### PROVIDED PASSAGE
========================================
Lincoln / Net
The Campaign of the Century, 1859-1861
By R.D. Monroe
In 1859 Abraham Lincoln reluctantly returned to the practice of law, which quickly proved far less exciting than rhetorical combat with Stephen A. Douglas. Despite his electoral setback, Lincoln remained a leading Republican spokesman, and he continued to maintain "that slavery is wrong and ought to be dealt with as wrong" as a bedrock Republican principle. For his part, the victorious Stephen A. Douglass continued to present popular sovereignty as the best solution to the slavery question in American politics.
========================================
### DATASET CONTENT
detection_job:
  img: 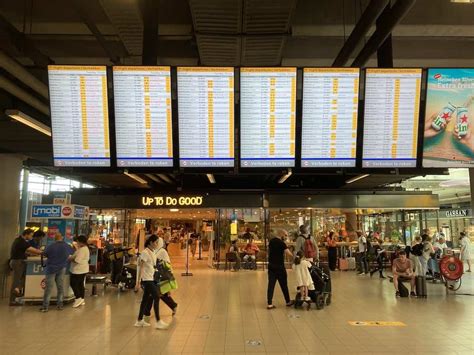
========================================
### EXERCISE REQUIREMENTS
(a) In the article on Lincoln's campaign, what did Lincoln return to in 1859?
(b) Repeat the part of the article on Lincoln's campaign that opens with the words containing "Lincoln / Net" and closes with "in American politics.".
(c) Pick up the article on Lincoln's campaign after its last sentence and keep writing it.

### RESPONSES PER TASK
(a) The practice of law.

(b)
Lincoln / Net
The Campaign of the Century, 1859-1861
By R.D. Monroe
In 1859 Abraham Lincoln reluctantly returned to the practice of law, which quickly proved far less exciting than rhetorical combat with Stephen A. Douglas. Despite his electoral setback, Lincoln remained a leading Republican spokesman, and he continued to maintain "that slavery is wrong and ought to be dealt with as wrong" as a bedrock Republican principle. For his part, the victorious Stephen A. Douglass continued to present popular sovereignty as the best solution to the slavery question in American politics.

(c)
Both men agreed to campaign for their respective parties in Ohio prior to the 1859 elections, and while they did not make joint appearances as they had in 1858, they in essence continued their debates. Speaking in Columbus, Dayton, Hamilton and Cincinnati, Lincoln ridiculed popular sovereignty, which he characterized "as a principle,... if one man chooses to make a slave of another man, neither that other man nor anybody else has a right to object." Lincoln declared that Douglas's professed indifference to slavery would lead inexorably to its nationalization, and that Douglas' anti-black rhetoric was preparing the public mind for such an outcome by dehumanizing the slaves. Further, Lincoln worried that as slavery spread, thanks to Douglas, free labor would find itself at a competitive disadvantage.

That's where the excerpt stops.